- Problem description -
Line by line, retype the material with nothing left out.
=== Records shown ===
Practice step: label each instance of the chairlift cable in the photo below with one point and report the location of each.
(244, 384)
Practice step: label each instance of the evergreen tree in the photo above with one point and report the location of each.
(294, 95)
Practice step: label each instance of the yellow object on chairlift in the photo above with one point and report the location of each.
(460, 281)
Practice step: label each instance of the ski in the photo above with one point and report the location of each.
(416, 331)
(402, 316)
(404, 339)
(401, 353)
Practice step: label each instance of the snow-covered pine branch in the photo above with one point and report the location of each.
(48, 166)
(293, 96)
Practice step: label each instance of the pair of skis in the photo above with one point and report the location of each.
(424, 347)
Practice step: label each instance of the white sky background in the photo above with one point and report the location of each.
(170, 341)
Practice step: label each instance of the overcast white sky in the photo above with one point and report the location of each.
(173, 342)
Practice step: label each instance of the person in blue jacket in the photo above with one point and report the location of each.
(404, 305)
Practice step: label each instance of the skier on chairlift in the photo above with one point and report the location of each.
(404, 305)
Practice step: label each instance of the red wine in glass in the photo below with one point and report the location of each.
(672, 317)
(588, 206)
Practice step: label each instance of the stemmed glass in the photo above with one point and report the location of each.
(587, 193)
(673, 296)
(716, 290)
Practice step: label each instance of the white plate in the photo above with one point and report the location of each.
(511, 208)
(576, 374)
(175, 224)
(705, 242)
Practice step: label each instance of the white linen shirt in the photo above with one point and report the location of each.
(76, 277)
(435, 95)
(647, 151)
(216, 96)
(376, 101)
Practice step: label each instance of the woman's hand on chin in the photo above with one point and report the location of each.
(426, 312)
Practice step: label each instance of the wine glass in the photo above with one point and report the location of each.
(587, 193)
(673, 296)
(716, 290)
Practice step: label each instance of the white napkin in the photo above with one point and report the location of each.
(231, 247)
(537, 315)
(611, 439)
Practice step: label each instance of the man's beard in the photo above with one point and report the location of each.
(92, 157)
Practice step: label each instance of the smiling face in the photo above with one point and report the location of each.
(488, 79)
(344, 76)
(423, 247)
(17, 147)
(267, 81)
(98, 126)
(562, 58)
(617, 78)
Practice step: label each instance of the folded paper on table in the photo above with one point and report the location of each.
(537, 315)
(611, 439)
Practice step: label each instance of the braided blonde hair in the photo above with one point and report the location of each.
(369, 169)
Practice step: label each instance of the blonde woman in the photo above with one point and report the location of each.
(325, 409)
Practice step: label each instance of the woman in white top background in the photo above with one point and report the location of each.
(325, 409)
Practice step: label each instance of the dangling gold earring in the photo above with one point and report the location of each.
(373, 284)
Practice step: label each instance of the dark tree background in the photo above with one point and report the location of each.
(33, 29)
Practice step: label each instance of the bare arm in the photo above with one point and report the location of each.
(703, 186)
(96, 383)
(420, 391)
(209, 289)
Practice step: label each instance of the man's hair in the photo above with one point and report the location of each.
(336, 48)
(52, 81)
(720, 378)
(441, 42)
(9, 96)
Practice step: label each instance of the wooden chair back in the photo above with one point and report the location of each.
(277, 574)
===
- Written reply -
Practice step: label each instance of the chairlift cable in the photo below with one point and report the location of each.
(244, 384)
Practice step: label each instance of the evergreen tree in the photo above with one point and report the location of each.
(294, 95)
Practice step: label each instance of the yellow object on chairlift in the photo above with one point and report the location of each.
(460, 281)
Practice step: label each instance of the ski in the photo above with one point and report the location of each.
(416, 331)
(402, 316)
(404, 339)
(401, 353)
Practice step: label each instance of the snow-covered pine branch in the photo above with one point and report the location of each.
(48, 166)
(293, 96)
Practice step: label each instance of the pair of skis in the photo above with one point and report the location of each.
(424, 347)
Practice step: label each instance of the white sky background in the photo above with one point and report the location of each.
(170, 341)
Practice step: label each instance of the overcast white sky in the photo above with one point and report the location of each.
(173, 342)
Practice step: label each instance of the person in blue jacket in the photo above with one point and report the location of each.
(404, 305)
Practice step: label each instance of the skier on chairlift in the photo above with one point and report the location of each.
(404, 305)
Practice step: label each instance of the red wine in glass in the photo below with one point and report the location of each.
(672, 317)
(588, 206)
Practice step: label each instance of the stemmed glass in the photo above with one point and report the location of each.
(587, 193)
(673, 296)
(716, 290)
Practice step: label each instance of the white plate in the photo above with one point and report the location of each.
(511, 208)
(576, 374)
(175, 224)
(705, 242)
Practice step: label each instance of the white linen shirt in the photo above with one point and report the location of each.
(76, 277)
(435, 95)
(647, 151)
(216, 96)
(376, 101)
Practice step: label each instance of the woman's hand on chin in the photo above with one point and report the location of each.
(426, 312)
Practice step: label each instance of the wine glass in the photo above with one point and report the location of each.
(587, 193)
(673, 296)
(716, 290)
Practice step: label each instance of the white napkin in the photo above with one point and report the location of each.
(231, 247)
(537, 315)
(611, 439)
Practice step: label each instance of the man's beard in the photo above with one point and report the location of each.
(92, 157)
Practice step: label each instance of the smiling face in the photo above with one point and report the location of each.
(488, 79)
(344, 76)
(423, 247)
(17, 147)
(267, 81)
(98, 126)
(562, 58)
(617, 78)
Practice step: label each instance of the folded paper on table in the photo above with one point and report the location of each.
(537, 315)
(611, 439)
Practice step: label each instance of the braided blonde hair in the photo above with one point and report the location of each.
(369, 169)
Practice step: label each instance of the blonde woman in the photo above with one point and report the location of each.
(325, 409)
Practice step: label each instance of the woman in white top background in the photo above with one point and report the location of each.
(325, 409)
Practice step: label each instance of the dangling gold earring in the photo above with one point and report the location of each.
(373, 284)
Practice step: label each instance of the dark tree background in the photo above with one point and report the location of each.
(33, 29)
Practice step: label each instance of the bare arm in the photo above with one point and report the location of each.
(703, 186)
(96, 383)
(420, 391)
(209, 289)
Practice step: label each instance of the man's hair in the photo above with one point and report the location of each.
(336, 48)
(52, 81)
(720, 378)
(441, 42)
(9, 96)
Practice step: label each instance of the wooden chair back in the photo above with one point and report the location of each.
(277, 574)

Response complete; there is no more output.